(What to work on):
From the line containing "column 42, row 188" to the end of the records below, output each line exactly; include both ends and nothing else.

(Raw data):
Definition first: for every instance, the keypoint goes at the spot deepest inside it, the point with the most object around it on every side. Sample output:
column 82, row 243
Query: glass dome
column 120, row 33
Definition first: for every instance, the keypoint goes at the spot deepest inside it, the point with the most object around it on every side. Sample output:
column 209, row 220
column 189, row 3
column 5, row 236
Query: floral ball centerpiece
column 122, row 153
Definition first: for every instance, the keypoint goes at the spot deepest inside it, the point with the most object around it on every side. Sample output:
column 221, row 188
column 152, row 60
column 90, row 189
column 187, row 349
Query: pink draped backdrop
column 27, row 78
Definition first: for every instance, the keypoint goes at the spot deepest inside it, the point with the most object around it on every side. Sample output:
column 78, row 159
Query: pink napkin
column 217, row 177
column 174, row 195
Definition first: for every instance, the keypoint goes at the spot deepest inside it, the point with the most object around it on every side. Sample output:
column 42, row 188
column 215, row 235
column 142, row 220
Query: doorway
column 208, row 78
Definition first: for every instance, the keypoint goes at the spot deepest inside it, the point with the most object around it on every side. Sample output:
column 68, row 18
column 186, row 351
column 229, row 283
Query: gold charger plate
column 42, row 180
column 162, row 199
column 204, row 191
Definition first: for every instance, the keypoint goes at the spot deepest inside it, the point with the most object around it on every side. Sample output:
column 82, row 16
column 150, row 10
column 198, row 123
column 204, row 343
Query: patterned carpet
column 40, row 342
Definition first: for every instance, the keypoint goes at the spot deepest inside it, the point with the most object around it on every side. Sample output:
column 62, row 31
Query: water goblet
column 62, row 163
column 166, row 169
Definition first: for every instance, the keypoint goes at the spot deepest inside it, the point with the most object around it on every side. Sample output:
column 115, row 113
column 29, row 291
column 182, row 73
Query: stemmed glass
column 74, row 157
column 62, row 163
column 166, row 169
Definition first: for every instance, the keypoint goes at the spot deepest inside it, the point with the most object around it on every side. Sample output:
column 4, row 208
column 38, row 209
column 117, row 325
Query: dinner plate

(Expected answer):
column 42, row 188
column 215, row 235
column 142, row 220
Query: doorway
column 208, row 78
Definition first: for every instance, the keypoint goes at the spot deepest inside it, the point with the most object around it on every side. Sample output:
column 68, row 18
column 186, row 351
column 229, row 283
Query: gold charger plate
column 42, row 180
column 162, row 199
column 204, row 191
Definition first: for every instance, the keypoint goes at the spot deepest inside it, the point with the most object around it on every side. Sample output:
column 82, row 16
column 150, row 10
column 198, row 123
column 204, row 343
Query: patterned carpet
column 40, row 342
Definition first: for every instance, the keypoint goes at the spot deepest inside it, the point with the most object around it on every side. Sample output:
column 62, row 31
Query: water goblet
column 62, row 163
column 166, row 169
Definition first: for every instance, the keypoint goes at the spot deepest inside it, the point with the most object around it on every side. Sample output:
column 115, row 113
column 29, row 291
column 182, row 73
Query: stemmed glass
column 74, row 157
column 62, row 163
column 166, row 169
Definition first: for every instance, the keypoint goes at the spot deepest inside it, the point with the most object around it on every side. Sample output:
column 4, row 208
column 38, row 209
column 117, row 325
Query: dinner plate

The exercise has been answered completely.